Look below for the line with "Objective - one point per instance of the passenger", and from there restate every line word for word until the entries end.
* begin *
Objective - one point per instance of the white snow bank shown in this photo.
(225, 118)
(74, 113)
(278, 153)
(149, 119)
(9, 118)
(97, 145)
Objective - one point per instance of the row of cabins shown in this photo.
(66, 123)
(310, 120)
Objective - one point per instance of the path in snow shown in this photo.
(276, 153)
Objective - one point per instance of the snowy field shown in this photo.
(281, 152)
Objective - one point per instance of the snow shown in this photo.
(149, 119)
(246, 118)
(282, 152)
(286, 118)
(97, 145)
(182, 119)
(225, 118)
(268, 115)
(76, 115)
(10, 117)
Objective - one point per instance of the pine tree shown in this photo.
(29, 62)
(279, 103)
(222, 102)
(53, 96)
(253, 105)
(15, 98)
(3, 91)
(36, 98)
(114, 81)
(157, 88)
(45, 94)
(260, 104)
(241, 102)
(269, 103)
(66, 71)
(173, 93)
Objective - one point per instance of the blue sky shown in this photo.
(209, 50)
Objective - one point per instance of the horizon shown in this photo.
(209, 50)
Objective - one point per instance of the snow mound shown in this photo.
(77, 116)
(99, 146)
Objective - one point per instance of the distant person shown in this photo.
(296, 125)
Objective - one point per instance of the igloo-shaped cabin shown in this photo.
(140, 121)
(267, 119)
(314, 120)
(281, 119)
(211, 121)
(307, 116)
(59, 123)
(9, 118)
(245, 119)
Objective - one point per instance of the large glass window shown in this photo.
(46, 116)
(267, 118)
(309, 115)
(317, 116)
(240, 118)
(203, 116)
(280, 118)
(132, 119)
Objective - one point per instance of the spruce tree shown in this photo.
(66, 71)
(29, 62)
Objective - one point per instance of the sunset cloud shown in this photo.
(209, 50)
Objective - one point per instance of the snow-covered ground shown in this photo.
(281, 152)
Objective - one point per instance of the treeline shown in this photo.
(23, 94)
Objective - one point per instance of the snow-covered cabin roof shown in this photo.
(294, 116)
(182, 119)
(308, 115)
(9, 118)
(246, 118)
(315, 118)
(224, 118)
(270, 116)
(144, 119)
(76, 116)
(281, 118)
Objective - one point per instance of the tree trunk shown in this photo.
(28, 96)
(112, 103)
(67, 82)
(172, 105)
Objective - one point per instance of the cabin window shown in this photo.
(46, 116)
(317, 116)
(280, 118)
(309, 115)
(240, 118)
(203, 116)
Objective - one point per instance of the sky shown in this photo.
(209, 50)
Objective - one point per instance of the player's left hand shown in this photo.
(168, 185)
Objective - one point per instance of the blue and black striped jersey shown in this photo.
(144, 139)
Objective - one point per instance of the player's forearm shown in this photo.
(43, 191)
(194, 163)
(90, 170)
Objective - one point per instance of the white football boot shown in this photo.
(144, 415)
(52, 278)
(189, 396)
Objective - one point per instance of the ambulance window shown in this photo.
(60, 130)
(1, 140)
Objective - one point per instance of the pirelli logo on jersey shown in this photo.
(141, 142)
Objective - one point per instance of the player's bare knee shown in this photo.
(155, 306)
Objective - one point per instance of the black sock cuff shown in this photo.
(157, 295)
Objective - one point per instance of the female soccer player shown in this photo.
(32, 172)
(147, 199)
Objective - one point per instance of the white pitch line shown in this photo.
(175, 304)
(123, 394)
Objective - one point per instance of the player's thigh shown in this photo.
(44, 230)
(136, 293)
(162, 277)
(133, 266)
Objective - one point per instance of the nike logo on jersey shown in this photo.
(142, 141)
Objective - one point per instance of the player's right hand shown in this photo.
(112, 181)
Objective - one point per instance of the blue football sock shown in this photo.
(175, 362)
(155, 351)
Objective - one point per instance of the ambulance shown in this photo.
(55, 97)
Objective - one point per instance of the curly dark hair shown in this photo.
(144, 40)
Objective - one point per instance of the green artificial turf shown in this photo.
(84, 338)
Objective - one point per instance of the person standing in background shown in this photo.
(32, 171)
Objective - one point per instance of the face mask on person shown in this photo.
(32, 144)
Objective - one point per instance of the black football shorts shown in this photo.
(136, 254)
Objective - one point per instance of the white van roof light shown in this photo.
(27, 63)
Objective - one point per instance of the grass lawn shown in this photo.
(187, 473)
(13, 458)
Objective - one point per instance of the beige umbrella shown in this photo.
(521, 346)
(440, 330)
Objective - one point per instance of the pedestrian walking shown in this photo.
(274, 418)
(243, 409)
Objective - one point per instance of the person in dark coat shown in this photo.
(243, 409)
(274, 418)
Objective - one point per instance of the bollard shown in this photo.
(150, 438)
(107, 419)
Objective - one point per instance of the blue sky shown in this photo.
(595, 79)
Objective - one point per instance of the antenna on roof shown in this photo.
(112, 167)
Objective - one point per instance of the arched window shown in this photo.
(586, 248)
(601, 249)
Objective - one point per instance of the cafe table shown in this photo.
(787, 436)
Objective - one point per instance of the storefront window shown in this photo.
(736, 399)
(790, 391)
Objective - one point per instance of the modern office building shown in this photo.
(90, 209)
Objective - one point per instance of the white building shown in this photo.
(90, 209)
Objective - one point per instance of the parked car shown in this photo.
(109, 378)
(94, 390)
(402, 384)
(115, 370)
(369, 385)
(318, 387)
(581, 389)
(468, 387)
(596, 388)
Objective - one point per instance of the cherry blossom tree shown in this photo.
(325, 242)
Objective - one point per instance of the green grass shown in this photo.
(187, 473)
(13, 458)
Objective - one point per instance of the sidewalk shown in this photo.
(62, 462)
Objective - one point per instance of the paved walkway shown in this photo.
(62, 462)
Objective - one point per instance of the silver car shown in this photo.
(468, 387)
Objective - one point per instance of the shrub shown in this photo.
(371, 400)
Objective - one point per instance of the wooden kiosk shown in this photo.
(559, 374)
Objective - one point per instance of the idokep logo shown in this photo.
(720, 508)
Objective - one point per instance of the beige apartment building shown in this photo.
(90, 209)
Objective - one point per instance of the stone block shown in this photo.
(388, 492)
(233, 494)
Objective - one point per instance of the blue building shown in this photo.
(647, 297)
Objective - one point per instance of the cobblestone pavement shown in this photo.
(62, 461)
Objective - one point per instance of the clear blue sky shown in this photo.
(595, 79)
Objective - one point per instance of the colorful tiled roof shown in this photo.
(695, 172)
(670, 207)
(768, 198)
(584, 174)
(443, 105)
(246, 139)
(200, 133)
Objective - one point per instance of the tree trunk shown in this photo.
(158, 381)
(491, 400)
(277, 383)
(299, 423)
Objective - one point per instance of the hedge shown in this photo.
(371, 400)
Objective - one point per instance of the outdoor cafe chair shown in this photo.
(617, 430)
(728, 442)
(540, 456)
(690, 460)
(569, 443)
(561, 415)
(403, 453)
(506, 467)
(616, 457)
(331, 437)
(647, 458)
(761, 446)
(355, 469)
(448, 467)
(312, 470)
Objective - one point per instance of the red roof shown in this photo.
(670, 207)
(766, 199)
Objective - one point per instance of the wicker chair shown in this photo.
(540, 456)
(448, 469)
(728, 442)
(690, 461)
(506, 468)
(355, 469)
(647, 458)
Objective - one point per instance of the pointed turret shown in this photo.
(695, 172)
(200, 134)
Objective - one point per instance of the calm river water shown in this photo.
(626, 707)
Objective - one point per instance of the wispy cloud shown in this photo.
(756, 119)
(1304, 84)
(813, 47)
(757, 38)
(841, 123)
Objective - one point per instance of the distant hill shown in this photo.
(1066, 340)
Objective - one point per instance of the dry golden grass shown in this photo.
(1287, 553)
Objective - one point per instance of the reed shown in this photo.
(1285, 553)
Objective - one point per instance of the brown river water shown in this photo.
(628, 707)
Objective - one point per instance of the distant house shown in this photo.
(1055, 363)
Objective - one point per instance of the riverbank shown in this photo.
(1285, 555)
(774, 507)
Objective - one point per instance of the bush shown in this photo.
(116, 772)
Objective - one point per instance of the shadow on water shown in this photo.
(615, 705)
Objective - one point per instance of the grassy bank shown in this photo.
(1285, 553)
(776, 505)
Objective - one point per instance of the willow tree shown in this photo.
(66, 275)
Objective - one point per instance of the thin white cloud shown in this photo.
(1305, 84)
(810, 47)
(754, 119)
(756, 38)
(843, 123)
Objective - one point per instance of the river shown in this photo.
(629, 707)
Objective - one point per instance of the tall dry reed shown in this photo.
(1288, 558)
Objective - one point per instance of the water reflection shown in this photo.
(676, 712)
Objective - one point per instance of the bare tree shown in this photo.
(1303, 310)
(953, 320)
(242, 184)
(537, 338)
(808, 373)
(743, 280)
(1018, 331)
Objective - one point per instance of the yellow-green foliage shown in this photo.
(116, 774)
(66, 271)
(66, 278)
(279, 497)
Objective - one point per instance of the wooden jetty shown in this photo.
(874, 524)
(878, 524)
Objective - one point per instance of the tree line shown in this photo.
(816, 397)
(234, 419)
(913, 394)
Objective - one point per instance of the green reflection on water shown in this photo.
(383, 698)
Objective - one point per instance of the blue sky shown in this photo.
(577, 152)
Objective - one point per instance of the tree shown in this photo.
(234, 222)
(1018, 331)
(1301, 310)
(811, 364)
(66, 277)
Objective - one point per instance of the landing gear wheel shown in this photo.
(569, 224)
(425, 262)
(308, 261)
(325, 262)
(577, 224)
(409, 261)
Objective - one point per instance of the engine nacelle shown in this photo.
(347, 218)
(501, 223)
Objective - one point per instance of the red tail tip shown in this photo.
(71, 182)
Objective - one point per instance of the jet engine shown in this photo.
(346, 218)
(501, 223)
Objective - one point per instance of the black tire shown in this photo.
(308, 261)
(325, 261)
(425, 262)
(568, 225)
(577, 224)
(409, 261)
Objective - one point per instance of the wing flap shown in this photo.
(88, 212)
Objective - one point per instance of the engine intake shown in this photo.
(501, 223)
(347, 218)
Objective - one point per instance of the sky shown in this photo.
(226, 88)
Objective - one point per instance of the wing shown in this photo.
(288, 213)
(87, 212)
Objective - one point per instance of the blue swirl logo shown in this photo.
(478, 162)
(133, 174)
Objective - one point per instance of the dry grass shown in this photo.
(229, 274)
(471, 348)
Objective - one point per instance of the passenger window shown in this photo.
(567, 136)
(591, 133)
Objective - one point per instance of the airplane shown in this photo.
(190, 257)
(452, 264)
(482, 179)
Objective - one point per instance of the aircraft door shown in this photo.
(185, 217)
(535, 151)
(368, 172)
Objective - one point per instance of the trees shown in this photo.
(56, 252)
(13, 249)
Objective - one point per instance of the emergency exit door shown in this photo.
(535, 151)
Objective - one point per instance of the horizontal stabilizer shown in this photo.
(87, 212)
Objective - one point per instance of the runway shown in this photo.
* end *
#### Finished exercise
Objective - one point per instance of the passenger window shown in this photo.
(567, 136)
(591, 133)
Objective - one point per instance of the airplane shown in this photo.
(190, 257)
(452, 264)
(482, 179)
Objective - one point per instance of the aircraft door shown in this photo.
(185, 217)
(535, 151)
(368, 172)
Objective - one point per instance of the trees shown in this photo.
(56, 252)
(13, 249)
Objective - one point per instance of the emergency exit door shown in this photo.
(535, 151)
Objective - one point per instance of the horizontal stabilizer shown in this photo.
(87, 212)
Objective - one point per instance of the runway shown in this photo.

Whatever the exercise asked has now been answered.